§ EXERCISE GOAL:
Set the following entries down again exactly, line by line.

§ EXERCISE DATA:

::::::::

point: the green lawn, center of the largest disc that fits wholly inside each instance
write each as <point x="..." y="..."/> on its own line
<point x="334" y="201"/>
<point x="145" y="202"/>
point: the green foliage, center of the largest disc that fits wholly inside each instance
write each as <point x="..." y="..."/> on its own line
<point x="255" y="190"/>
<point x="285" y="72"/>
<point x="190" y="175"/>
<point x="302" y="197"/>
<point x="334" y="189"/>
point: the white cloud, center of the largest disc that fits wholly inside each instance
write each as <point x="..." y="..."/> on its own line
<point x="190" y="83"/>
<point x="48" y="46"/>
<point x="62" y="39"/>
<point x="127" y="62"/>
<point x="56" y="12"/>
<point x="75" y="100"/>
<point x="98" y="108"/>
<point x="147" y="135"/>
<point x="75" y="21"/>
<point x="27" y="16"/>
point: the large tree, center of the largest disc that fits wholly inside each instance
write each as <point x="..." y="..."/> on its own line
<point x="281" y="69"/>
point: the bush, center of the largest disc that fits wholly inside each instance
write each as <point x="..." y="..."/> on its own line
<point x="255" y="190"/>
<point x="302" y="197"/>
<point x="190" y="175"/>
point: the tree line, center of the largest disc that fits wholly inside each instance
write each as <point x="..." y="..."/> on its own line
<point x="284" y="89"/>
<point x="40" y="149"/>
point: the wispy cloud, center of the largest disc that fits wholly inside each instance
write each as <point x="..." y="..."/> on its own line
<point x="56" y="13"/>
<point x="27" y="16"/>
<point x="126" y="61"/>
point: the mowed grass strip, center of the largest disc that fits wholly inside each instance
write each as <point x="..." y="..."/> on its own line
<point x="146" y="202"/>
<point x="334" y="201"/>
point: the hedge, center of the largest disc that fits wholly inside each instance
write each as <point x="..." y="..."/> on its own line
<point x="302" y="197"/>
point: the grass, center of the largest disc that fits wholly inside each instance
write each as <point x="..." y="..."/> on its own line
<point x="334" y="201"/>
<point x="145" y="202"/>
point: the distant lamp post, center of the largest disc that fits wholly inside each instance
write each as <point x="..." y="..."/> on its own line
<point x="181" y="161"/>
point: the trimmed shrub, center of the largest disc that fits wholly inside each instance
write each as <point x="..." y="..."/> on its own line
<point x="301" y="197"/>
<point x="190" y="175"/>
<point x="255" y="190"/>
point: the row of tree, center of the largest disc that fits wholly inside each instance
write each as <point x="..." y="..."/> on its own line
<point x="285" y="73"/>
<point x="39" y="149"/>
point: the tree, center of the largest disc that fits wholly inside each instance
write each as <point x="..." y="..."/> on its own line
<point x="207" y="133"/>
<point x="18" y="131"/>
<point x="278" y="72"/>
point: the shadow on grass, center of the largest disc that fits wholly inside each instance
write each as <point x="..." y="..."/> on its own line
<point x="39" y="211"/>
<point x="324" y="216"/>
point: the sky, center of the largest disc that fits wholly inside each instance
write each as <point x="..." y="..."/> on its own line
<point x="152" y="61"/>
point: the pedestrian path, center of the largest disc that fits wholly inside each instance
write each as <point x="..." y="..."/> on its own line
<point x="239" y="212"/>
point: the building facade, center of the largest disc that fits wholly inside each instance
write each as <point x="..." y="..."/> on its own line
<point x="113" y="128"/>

::::::::

§ ANSWER SPACE:
point: the green lawn, center of the largest disc that fits wholly inside each instance
write each as <point x="..." y="..."/> on its own line
<point x="334" y="201"/>
<point x="145" y="202"/>
point: the green foliage, center of the largest disc that fits wholly inside each instance
write each as <point x="..." y="..."/> on its own line
<point x="255" y="190"/>
<point x="285" y="72"/>
<point x="190" y="175"/>
<point x="302" y="197"/>
<point x="334" y="189"/>
point: the white cloud, center of the largest disc that fits wholly inside each instance
write each as <point x="..." y="..."/> on its own line
<point x="190" y="83"/>
<point x="48" y="46"/>
<point x="62" y="39"/>
<point x="127" y="62"/>
<point x="56" y="12"/>
<point x="75" y="100"/>
<point x="98" y="108"/>
<point x="147" y="135"/>
<point x="75" y="21"/>
<point x="27" y="16"/>
point: the large tree, center of the largest disc that fits wholly inside each instance
write each as <point x="..." y="..."/> on its own line
<point x="281" y="69"/>
point: the bush, center of the largest disc that fits wholly inside each instance
write each as <point x="..." y="..."/> on its own line
<point x="255" y="190"/>
<point x="302" y="197"/>
<point x="190" y="175"/>
point: the tree line, center of the largest disc that fits wholly inside each instance
write each as <point x="..." y="..."/> on its own line
<point x="284" y="89"/>
<point x="40" y="149"/>
point: the wispy cloud, center of the largest disc that fits wholly inside each instance
write each as <point x="..." y="..."/> on its own line
<point x="56" y="13"/>
<point x="27" y="16"/>
<point x="126" y="61"/>
point: the mowed grass strip, center of the largest disc that fits wholly inside each instance
write each as <point x="..." y="..."/> on its own line
<point x="146" y="202"/>
<point x="334" y="201"/>
point: the hedge, center of the largest disc that fits wholly inside each instance
write each as <point x="..." y="..."/> on its own line
<point x="302" y="197"/>
point: the grass, center of the largest disc that fits wholly inside each instance
write each as <point x="..." y="..."/> on its own line
<point x="334" y="201"/>
<point x="145" y="202"/>
point: the distant lamp post, center of the largest disc that fits wholly inside each instance
write each as <point x="..." y="..."/> on its own line
<point x="181" y="161"/>
point: the trimmed shrub, center of the largest disc that fits wholly inside each instance
write each as <point x="..." y="..."/> on its own line
<point x="301" y="197"/>
<point x="190" y="175"/>
<point x="255" y="190"/>
point: the row of tree, center of the largest disc that fits wholly inside each instance
write each as <point x="..." y="..."/> on its own line
<point x="285" y="73"/>
<point x="39" y="149"/>
point: the tree, center of the largest disc that fits wholly inside each instance
write each as <point x="..." y="..."/> on its own line
<point x="207" y="133"/>
<point x="18" y="131"/>
<point x="278" y="72"/>
point: the shadow on grass, center of the largest disc that fits wholly inside each instance
write each as <point x="..." y="..."/> on its own line
<point x="39" y="211"/>
<point x="324" y="216"/>
point: the sky, center of the largest disc that fits wholly inside each instance
write each as <point x="..." y="..."/> on its own line
<point x="152" y="61"/>
point: the pedestrian path, center of the largest disc that fits wholly inside each instance
write each as <point x="..." y="..."/> on its own line
<point x="239" y="212"/>
point: the building facade, center of the largest disc that fits wholly inside each instance
write each as <point x="..." y="..."/> on its own line
<point x="113" y="128"/>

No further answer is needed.